#### Work to do:
Copy exactly the lines from the "Please indicate the hand" line to the end, both included, and nothing else.

(Extracted data entries)
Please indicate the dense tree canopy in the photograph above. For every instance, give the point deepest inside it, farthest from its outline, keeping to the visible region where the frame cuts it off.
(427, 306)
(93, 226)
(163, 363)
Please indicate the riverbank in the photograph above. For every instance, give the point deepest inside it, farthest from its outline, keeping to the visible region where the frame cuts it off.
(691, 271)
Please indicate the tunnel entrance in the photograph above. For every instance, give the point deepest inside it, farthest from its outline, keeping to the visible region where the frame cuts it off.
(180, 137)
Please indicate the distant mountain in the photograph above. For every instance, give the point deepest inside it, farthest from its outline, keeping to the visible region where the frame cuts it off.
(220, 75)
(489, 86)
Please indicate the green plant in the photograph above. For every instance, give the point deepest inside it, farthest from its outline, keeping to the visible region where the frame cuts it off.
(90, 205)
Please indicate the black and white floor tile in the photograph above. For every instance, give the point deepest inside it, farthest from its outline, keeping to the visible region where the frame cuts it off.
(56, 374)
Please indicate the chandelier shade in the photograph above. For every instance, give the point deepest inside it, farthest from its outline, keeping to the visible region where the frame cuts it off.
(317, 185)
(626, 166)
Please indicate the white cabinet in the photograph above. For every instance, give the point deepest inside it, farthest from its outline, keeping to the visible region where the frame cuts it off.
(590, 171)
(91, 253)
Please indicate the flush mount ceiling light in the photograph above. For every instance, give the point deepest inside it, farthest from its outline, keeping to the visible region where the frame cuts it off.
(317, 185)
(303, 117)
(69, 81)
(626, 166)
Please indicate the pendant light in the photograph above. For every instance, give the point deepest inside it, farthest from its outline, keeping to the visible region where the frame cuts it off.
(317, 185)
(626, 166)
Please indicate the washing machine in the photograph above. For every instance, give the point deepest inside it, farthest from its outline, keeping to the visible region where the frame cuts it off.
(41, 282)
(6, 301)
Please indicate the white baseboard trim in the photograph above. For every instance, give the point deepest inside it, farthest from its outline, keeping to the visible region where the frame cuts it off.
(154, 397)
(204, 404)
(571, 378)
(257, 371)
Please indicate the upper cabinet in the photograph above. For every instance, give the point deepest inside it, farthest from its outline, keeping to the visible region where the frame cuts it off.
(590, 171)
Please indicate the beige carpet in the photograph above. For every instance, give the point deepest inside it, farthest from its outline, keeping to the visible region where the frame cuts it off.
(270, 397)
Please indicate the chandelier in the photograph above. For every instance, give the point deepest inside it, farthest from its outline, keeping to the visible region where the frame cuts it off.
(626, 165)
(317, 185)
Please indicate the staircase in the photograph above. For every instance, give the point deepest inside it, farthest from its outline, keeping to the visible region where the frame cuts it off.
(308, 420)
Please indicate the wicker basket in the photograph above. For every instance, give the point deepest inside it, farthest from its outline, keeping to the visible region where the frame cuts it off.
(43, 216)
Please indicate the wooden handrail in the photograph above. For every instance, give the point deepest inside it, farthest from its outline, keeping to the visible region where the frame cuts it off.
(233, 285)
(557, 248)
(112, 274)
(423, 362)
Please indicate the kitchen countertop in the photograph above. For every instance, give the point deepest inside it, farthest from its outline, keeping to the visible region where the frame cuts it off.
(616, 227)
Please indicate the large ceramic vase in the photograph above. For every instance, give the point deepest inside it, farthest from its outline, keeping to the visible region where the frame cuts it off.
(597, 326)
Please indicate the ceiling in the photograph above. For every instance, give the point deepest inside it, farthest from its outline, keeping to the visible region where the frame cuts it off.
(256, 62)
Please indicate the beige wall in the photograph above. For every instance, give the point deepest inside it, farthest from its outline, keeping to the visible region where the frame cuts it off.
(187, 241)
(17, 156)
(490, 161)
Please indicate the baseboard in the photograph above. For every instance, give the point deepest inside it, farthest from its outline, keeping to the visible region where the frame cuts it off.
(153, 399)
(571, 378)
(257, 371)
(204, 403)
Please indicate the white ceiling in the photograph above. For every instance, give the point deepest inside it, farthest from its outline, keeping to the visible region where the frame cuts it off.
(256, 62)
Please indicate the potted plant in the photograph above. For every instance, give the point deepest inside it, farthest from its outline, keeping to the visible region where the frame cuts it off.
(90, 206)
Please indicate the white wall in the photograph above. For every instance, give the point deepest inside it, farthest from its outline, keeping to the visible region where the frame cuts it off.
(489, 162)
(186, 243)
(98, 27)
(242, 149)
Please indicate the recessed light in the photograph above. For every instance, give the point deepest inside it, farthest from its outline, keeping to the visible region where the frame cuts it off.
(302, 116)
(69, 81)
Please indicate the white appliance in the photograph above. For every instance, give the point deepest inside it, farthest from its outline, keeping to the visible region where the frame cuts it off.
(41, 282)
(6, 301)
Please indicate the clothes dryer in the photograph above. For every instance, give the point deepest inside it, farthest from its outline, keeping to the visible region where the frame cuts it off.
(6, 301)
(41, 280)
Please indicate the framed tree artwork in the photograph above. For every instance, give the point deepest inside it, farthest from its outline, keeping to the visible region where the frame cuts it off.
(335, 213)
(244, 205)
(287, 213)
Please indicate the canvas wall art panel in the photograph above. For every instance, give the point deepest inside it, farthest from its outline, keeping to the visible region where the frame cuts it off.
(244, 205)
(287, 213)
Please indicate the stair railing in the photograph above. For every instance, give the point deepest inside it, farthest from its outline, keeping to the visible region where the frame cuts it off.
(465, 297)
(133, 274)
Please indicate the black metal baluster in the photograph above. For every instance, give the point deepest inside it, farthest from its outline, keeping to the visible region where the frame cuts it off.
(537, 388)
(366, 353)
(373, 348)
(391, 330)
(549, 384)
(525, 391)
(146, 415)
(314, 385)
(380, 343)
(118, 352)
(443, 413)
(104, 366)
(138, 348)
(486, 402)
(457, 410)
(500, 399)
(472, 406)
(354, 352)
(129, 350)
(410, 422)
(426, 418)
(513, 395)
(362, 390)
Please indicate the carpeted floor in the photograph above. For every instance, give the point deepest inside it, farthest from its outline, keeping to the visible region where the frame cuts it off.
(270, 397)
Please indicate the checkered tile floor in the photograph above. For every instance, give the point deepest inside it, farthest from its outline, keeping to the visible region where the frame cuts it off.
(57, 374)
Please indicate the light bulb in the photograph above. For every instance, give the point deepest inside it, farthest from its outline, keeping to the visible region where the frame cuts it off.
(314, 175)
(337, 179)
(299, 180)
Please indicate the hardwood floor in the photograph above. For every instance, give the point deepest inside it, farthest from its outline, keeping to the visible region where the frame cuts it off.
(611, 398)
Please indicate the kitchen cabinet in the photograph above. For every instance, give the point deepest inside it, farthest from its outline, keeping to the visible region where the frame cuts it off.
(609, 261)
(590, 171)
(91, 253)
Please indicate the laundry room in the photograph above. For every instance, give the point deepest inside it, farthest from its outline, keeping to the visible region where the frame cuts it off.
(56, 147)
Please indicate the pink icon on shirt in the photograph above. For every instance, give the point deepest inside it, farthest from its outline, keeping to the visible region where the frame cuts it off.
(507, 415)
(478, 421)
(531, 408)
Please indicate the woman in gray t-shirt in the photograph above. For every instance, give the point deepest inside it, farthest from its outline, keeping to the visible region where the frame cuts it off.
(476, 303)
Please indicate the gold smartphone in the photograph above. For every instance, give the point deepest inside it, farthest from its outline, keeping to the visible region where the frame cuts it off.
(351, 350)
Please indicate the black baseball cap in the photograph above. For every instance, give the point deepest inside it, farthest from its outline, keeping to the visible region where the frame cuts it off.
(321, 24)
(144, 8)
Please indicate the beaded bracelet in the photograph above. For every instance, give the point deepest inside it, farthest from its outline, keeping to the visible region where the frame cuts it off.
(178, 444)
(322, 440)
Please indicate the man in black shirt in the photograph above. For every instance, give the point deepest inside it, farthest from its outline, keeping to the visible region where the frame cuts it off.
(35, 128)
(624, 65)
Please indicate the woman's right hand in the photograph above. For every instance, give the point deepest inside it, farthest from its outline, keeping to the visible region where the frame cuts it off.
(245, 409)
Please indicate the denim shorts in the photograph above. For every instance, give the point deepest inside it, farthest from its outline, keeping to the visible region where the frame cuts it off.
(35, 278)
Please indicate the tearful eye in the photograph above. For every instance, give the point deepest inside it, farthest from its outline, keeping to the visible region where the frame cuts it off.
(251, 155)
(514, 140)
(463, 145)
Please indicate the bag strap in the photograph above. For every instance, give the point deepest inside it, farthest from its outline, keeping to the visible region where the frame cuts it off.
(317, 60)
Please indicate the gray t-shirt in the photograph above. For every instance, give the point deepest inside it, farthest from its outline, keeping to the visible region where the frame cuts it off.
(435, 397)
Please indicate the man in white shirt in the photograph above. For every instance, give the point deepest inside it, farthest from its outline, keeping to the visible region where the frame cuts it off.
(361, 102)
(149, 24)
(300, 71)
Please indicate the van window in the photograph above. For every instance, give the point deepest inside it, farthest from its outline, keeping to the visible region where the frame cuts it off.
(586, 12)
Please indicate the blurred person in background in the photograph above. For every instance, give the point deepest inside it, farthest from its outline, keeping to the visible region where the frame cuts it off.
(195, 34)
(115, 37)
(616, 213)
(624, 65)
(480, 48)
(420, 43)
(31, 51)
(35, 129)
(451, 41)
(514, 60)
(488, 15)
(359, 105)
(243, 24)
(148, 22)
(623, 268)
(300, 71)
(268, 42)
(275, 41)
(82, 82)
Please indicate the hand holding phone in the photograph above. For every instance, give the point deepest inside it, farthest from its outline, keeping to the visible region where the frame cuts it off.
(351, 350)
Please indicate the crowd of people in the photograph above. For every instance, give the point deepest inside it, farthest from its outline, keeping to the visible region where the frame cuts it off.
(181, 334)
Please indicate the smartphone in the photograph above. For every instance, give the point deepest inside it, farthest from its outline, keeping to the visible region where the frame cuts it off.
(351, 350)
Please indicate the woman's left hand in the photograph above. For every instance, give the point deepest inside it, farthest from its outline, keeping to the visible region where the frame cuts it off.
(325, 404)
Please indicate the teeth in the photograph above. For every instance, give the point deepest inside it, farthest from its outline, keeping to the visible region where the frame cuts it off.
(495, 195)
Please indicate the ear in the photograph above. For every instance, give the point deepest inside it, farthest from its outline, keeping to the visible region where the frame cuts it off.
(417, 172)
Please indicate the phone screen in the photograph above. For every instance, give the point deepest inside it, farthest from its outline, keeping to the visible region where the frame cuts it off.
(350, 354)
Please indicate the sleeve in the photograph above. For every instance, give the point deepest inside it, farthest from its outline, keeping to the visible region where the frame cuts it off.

#### Output for this exercise:
Please indicate the hand holding phone in the photograph above. For every instance, give the point deepest inside it, farthest from its outline, keeping to the visible region where the frame cuts it off.
(351, 350)
Please indicate the crowd of people in the photograph above. For every instance, give the point deepest inside it, farthest from its outline, keeping to the visible region where the frame cuts it off.
(181, 334)
Please indicate the smartphone in the photograph above. For every instance, give the point deepest inside it, farthest from its outline, keeping to the visible region where the frame cuts it off.
(351, 350)
Please indicate the woman's left hand in the photograph above. For every instance, give the point deepest inside it, farthest from its outline, keeping to the visible region where the frame cuts it off.
(325, 404)
Please indicate the teeth in the photograph above. For every instance, give the point deepest inside it, farthest from its outline, keeping to the visible region where the frame cuts it off.
(495, 195)
Please indicate the ear in the photograph above. For every instance, give the point deepest inside it, farthest from its outline, keeping to the visible region where the frame cuts it off.
(417, 172)
Please indicate the phone screen in the photograph above. For every instance, give the point deepest inside it, farthest from its outline, keeping to the visible region where the frame cuts it off.
(350, 354)
Please indicate the sleeve in the photograph above. For every instance, give the point deepest inside it, farthest from its outline, keeping to the visible region where the frame cuts it off.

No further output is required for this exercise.